## WHAT YOU SHOULD DO
Reproduce every line of the records below verbatim, changing nothing.

— begin —

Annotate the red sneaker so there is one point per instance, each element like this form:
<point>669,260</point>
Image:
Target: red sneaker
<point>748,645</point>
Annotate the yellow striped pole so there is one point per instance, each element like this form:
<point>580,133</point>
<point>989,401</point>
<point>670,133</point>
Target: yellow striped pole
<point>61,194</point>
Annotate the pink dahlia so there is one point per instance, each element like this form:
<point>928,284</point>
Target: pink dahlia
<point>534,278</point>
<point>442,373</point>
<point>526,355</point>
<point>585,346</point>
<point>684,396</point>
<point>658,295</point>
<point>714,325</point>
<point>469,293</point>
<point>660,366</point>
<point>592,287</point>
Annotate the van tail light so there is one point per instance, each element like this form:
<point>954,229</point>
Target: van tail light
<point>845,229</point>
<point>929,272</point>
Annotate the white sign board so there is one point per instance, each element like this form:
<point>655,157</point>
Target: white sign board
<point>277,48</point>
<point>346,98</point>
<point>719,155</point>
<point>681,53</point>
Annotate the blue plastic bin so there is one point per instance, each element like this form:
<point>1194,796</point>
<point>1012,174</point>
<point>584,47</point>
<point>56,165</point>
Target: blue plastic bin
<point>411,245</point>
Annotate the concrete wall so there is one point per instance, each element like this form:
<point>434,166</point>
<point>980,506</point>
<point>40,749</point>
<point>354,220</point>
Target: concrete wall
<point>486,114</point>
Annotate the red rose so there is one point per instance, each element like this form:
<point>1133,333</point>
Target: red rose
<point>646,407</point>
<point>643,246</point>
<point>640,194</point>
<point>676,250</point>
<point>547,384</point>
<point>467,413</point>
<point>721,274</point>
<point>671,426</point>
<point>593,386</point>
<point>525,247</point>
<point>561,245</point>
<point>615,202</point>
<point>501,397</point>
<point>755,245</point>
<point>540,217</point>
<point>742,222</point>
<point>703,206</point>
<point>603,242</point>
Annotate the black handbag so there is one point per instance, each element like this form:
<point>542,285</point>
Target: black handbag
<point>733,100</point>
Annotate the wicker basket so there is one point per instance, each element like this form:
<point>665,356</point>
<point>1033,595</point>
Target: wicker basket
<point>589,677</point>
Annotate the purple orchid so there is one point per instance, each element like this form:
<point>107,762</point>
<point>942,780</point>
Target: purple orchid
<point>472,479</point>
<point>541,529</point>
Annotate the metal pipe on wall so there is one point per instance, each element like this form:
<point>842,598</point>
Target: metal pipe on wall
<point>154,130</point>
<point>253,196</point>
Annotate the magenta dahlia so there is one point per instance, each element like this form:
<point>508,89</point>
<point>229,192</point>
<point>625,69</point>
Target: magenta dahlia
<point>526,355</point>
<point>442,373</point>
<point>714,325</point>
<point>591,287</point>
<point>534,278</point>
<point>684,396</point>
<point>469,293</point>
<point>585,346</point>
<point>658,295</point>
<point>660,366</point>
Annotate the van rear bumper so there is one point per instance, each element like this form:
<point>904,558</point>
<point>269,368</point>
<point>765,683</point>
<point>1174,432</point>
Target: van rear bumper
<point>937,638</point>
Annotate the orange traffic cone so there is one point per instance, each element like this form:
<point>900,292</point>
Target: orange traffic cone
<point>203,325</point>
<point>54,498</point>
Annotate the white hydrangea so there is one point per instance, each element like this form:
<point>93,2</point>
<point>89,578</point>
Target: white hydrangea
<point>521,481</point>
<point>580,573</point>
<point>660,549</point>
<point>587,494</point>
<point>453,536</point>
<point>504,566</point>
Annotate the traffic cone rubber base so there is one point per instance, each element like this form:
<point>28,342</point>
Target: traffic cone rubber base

— end —

## RESPONSE
Annotate the red sneaker so there is one point per instance, each element like this form:
<point>669,260</point>
Image:
Target: red sneaker
<point>748,645</point>
Annotate the yellow striped pole so there is one point per instance, each element like this form:
<point>580,133</point>
<point>989,401</point>
<point>670,133</point>
Target: yellow striped pole
<point>61,194</point>
Annotate the pink dahlia so there is one point per instance, each element like this form:
<point>928,284</point>
Target: pink dahlia
<point>534,278</point>
<point>442,373</point>
<point>526,355</point>
<point>585,346</point>
<point>684,396</point>
<point>658,295</point>
<point>714,325</point>
<point>469,293</point>
<point>660,366</point>
<point>592,287</point>
Annotate the van tail light so there is one point per instance, each element like this form:
<point>954,229</point>
Target: van tail light
<point>845,229</point>
<point>929,272</point>
Annotate the white sign board so there is one point per instance, each element like this form:
<point>655,157</point>
Target: white sign board
<point>277,48</point>
<point>346,98</point>
<point>719,155</point>
<point>681,53</point>
Annotate the blue plastic bin so there is one point per instance, each element like this form:
<point>1194,796</point>
<point>1012,174</point>
<point>584,47</point>
<point>56,165</point>
Target: blue plastic bin
<point>411,245</point>
Annotate the concrete wall so there is one point per instance, each element like this form:
<point>434,166</point>
<point>980,506</point>
<point>40,749</point>
<point>354,220</point>
Target: concrete wall
<point>486,114</point>
Annotate the red rose so there is one point per instance, each element like this form:
<point>1133,333</point>
Target: red rose
<point>646,407</point>
<point>643,246</point>
<point>640,194</point>
<point>676,250</point>
<point>547,384</point>
<point>467,413</point>
<point>721,274</point>
<point>671,426</point>
<point>593,386</point>
<point>525,247</point>
<point>561,245</point>
<point>615,202</point>
<point>501,397</point>
<point>755,245</point>
<point>540,217</point>
<point>742,222</point>
<point>703,206</point>
<point>603,242</point>
Annotate the black handbag so there is one point per instance, each element like this form:
<point>542,285</point>
Target: black handbag
<point>733,100</point>
Annotate the wicker basket so there is one point per instance, each element like this form:
<point>665,356</point>
<point>1033,595</point>
Target: wicker basket
<point>589,677</point>
Annotate the purple orchid so there is one point per instance, each element like this form:
<point>107,762</point>
<point>942,780</point>
Target: purple orchid
<point>472,479</point>
<point>541,529</point>
Annotate the metal pipe on wall so there is one point per instance, each element like this form:
<point>842,598</point>
Target: metal pipe on wall
<point>154,130</point>
<point>253,196</point>
Annotate the magenta dahlia so there is one point per instance, each element like this form:
<point>508,89</point>
<point>229,192</point>
<point>625,69</point>
Target: magenta dahlia
<point>526,355</point>
<point>442,373</point>
<point>714,325</point>
<point>591,287</point>
<point>534,278</point>
<point>684,396</point>
<point>469,293</point>
<point>585,346</point>
<point>658,295</point>
<point>660,366</point>
Annotate the van rear bumper so there is one point per instance, each element like this form:
<point>904,558</point>
<point>269,368</point>
<point>765,683</point>
<point>1174,432</point>
Target: van rear bumper
<point>937,638</point>
Annotate the orange traffic cone so there is one point per instance, each element like this form:
<point>900,292</point>
Target: orange traffic cone
<point>203,325</point>
<point>54,498</point>
Annotate the white hydrangea so there is one point per instance, each element like this form:
<point>93,2</point>
<point>89,578</point>
Target: white hydrangea
<point>521,481</point>
<point>580,573</point>
<point>660,549</point>
<point>587,494</point>
<point>453,536</point>
<point>504,566</point>
Annotate the traffic cone rubber base so there is one point per instance, each element like this form:
<point>28,342</point>
Target: traffic cone rubber base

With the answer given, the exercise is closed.